◆ Task to carry out
Please print exactly the line containing "Target: grey cloud bank" and every line after it to the end of the records below, and nothing more.
==== Source data ====
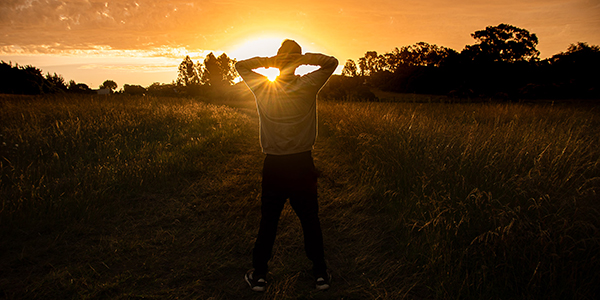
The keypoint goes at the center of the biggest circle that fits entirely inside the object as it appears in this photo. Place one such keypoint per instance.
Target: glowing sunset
(141, 42)
(308, 149)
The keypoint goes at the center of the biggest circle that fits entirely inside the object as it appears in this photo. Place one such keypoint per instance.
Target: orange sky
(143, 41)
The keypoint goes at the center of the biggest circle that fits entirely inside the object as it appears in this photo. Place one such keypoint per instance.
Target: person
(287, 110)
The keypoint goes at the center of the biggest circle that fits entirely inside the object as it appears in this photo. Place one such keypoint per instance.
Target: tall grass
(486, 200)
(62, 157)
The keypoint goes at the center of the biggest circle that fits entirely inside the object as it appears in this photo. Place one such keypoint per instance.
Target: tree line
(503, 63)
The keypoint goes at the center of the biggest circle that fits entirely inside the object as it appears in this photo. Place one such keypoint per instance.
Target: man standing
(287, 110)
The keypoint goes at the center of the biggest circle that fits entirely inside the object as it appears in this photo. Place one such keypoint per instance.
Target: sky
(143, 41)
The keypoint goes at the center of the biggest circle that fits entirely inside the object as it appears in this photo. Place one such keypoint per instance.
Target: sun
(266, 46)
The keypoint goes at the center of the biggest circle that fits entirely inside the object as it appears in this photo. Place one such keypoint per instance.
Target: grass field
(158, 198)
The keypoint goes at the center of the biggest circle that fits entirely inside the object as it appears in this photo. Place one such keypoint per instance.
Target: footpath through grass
(127, 198)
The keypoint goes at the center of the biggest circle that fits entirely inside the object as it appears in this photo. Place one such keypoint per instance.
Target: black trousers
(292, 177)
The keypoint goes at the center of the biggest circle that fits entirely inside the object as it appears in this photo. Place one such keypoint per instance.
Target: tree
(56, 83)
(368, 64)
(188, 73)
(109, 84)
(350, 69)
(218, 72)
(503, 43)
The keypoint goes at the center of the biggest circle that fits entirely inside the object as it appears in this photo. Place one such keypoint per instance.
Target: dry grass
(125, 198)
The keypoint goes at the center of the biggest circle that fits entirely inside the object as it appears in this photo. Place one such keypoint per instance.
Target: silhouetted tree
(350, 69)
(109, 84)
(503, 43)
(55, 83)
(218, 72)
(368, 64)
(188, 73)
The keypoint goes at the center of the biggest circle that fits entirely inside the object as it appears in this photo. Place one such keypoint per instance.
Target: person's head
(289, 49)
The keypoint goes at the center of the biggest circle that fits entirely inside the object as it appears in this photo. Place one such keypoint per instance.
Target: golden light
(266, 46)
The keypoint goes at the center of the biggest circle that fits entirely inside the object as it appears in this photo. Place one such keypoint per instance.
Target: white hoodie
(287, 107)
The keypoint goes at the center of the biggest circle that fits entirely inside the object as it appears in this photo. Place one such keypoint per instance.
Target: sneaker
(322, 282)
(257, 284)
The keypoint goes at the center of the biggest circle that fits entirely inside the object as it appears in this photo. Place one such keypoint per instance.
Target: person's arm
(245, 67)
(327, 65)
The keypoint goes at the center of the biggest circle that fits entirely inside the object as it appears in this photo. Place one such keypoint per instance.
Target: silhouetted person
(287, 109)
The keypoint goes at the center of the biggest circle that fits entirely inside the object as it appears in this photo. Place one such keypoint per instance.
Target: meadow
(121, 197)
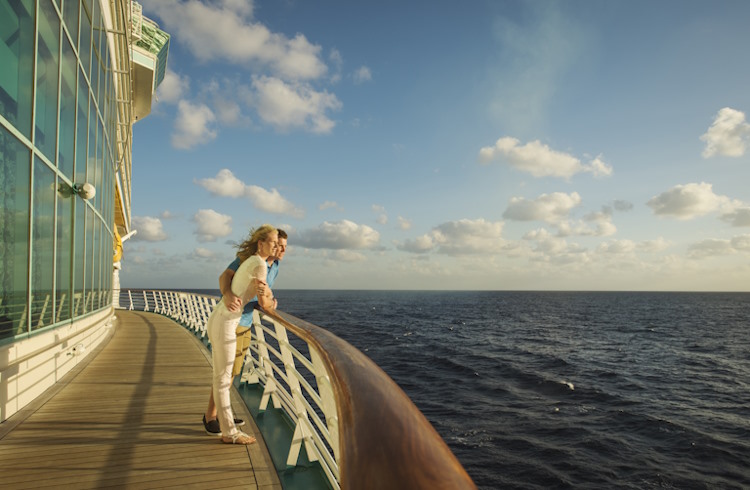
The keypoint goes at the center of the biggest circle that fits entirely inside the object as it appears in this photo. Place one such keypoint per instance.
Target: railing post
(301, 431)
(328, 400)
(269, 390)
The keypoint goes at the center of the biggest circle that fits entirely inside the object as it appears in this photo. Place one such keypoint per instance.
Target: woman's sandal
(238, 438)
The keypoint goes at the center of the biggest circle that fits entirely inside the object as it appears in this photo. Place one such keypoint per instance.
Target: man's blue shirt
(247, 312)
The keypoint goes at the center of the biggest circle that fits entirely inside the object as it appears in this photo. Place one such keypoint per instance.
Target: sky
(474, 145)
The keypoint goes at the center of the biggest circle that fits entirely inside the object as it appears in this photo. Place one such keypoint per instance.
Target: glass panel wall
(67, 110)
(64, 250)
(56, 103)
(42, 249)
(15, 183)
(17, 62)
(48, 56)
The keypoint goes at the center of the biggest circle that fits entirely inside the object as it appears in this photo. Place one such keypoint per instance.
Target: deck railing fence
(348, 414)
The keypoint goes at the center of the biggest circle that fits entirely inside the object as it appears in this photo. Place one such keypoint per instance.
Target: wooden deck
(131, 418)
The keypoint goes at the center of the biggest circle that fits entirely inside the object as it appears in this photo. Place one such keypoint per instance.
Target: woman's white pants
(221, 333)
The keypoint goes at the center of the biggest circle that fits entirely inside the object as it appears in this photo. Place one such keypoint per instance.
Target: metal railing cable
(349, 415)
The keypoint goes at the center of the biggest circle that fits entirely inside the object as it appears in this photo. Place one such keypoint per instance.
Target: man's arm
(232, 302)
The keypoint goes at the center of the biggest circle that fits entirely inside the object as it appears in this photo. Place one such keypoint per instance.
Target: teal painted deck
(131, 418)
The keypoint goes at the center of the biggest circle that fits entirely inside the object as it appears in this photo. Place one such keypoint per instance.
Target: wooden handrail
(385, 441)
(382, 439)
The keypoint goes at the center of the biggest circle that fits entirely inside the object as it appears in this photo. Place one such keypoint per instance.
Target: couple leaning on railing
(351, 418)
(245, 285)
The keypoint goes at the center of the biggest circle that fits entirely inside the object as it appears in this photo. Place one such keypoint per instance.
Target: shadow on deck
(131, 418)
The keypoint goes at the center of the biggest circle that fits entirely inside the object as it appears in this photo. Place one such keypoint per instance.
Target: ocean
(584, 390)
(564, 389)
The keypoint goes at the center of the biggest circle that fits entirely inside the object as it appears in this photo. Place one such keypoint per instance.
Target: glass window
(79, 258)
(70, 18)
(17, 61)
(65, 198)
(84, 43)
(14, 231)
(42, 251)
(99, 167)
(82, 129)
(90, 239)
(46, 79)
(67, 111)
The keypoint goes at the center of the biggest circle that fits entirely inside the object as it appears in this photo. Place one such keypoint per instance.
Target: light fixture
(86, 191)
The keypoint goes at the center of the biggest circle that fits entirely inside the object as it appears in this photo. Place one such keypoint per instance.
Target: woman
(249, 281)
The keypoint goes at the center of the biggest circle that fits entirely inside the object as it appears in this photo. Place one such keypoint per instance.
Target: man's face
(281, 249)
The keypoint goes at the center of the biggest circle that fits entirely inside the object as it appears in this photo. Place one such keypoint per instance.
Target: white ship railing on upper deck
(350, 416)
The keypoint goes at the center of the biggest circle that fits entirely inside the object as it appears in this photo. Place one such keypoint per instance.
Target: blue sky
(578, 145)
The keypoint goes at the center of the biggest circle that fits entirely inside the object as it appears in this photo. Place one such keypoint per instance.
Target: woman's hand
(232, 302)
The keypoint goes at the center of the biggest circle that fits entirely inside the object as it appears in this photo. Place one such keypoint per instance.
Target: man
(210, 423)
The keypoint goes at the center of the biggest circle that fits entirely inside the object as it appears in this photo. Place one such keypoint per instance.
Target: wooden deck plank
(132, 419)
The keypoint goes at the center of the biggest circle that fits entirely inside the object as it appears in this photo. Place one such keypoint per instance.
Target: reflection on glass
(64, 296)
(79, 258)
(65, 160)
(46, 79)
(14, 230)
(17, 62)
(82, 129)
(42, 251)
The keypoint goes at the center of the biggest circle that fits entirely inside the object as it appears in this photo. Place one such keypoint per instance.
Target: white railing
(352, 418)
(292, 381)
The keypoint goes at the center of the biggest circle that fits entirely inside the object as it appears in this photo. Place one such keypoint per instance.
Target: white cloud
(343, 234)
(710, 248)
(362, 74)
(422, 244)
(687, 201)
(653, 246)
(728, 134)
(741, 243)
(718, 246)
(211, 225)
(625, 247)
(293, 105)
(338, 64)
(149, 229)
(193, 125)
(225, 184)
(737, 217)
(623, 205)
(172, 88)
(227, 31)
(462, 237)
(593, 224)
(617, 247)
(549, 248)
(550, 208)
(272, 201)
(203, 253)
(328, 205)
(539, 159)
(347, 256)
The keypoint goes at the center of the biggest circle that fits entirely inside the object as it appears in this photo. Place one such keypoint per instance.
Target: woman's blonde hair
(250, 245)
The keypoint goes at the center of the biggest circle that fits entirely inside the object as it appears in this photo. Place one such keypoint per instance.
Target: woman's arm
(265, 295)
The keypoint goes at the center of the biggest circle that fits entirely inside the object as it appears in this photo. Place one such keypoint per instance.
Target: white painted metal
(292, 381)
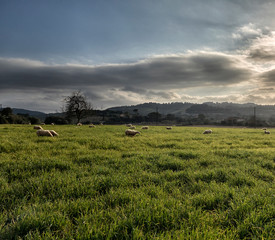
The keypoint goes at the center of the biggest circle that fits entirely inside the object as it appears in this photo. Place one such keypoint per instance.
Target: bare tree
(77, 106)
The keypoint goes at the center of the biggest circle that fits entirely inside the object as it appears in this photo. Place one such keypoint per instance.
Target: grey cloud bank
(129, 52)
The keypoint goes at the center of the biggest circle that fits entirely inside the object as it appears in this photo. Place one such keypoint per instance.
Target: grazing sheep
(130, 132)
(208, 131)
(37, 127)
(54, 133)
(42, 132)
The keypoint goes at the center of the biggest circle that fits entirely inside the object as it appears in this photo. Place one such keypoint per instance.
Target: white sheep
(208, 131)
(42, 132)
(37, 127)
(130, 132)
(54, 133)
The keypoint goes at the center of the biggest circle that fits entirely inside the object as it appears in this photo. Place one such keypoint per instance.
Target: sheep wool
(130, 132)
(37, 127)
(54, 133)
(42, 132)
(208, 131)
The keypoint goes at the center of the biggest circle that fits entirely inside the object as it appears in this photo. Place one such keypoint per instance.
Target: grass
====
◆ Exercise answer
Target: grey cloud bank
(129, 52)
The keypoint goes at the center of the biggest circle that fits entirely inside the object as it appears in this photo. Place one such keypoint per instance.
Target: grazing sheep
(130, 132)
(208, 131)
(37, 127)
(54, 133)
(42, 132)
The keypoint goes at the center of the biggest circle that fits entirely inside the object as it appears in this photo. Place one such keypoint per instance.
Target: white sheep
(208, 131)
(42, 132)
(37, 127)
(130, 132)
(54, 133)
The keypoint goes at the center of the biggest circle that fits entirely inside the object as it appears in this photo. Place one such keypoint per instance.
Target: sheep wool
(130, 132)
(37, 127)
(54, 133)
(42, 132)
(208, 131)
The keypoint goes at the center of the biggest circle that fits entirely inside the object as it appears in this photo. Place one such keypoint per instance.
Target: grass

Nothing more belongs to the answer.